Christina Clemm ist Anwältin für Straf- und Familienrecht und engagiert sich gegen sexualisierte und rassistische Gewalt. Im Interview betont sie die Notwendigkeit intersektionaler Feminismen. Sie kritisiert eine mangelnde wissenschaftliche Expertise bei Polizei und Justiz zu sexualisierter und gegenderter Gewalt, und sie erläutert, warum es Strafrecht und Nebenklage zu deren Bekämpfung braucht.
Du arbeitest als Strafverteidigerin und als Nebenklagevertreterin nicht zuletzt von Opfern sexualisierter Gewalt. Auf der Basis Deiner Praxiserfahrung, wo würdest Du sagen, drückt der Schuh am meisten in diesem Bereich?
********************
Aufgabe A: Nenne alle Arten von Gewalt, die im Interviewtext genannt werden.
Aufgabe B: Schreibe aus dem Interviewtext den Abschnitt ab, der bei den Worten „Christina Clemm ist“ beginnt und nach „deren Bekämpfung braucht.“ endet.
********************
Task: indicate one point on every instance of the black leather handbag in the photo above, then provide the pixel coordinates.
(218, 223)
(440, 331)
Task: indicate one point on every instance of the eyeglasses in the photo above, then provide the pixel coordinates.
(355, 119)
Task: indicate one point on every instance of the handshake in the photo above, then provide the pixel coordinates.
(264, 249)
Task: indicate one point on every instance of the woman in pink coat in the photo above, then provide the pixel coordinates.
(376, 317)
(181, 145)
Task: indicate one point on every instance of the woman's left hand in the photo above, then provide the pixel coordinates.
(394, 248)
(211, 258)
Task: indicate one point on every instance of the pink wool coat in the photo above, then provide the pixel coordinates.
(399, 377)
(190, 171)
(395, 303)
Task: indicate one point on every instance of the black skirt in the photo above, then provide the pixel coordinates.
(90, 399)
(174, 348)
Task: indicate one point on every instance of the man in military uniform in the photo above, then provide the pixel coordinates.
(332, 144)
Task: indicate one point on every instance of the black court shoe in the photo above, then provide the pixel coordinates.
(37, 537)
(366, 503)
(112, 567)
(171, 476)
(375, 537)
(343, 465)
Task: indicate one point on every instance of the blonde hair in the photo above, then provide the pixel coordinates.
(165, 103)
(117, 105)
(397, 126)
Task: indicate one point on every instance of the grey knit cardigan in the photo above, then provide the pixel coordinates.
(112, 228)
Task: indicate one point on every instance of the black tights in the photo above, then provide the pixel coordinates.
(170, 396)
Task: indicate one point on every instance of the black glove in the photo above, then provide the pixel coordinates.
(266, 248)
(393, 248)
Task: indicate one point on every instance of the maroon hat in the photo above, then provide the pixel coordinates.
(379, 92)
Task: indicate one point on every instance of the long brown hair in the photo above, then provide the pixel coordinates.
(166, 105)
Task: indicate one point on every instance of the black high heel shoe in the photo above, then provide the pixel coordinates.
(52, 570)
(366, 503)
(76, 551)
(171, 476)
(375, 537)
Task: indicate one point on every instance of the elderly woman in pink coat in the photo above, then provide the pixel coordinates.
********************
Lösung A: sexualisierte Gewalt, rassistische Gewalt, gegenderte Gewalt

Lösung B:
Christina Clemm ist Anwältin für Straf- und Familienrecht und engagiert sich gegen sexualisierte und rassistische Gewalt. Im Interview betont sie die Notwendigkeit intersektionaler Feminismen. Sie kritisiert eine mangelnde wissenschaftliche Expertise bei Polizei und Justiz zu sexualisierter und gegenderter Gewalt, und sie erläutert, warum es Strafrecht und Nebenklage zu deren Bekämpfung braucht.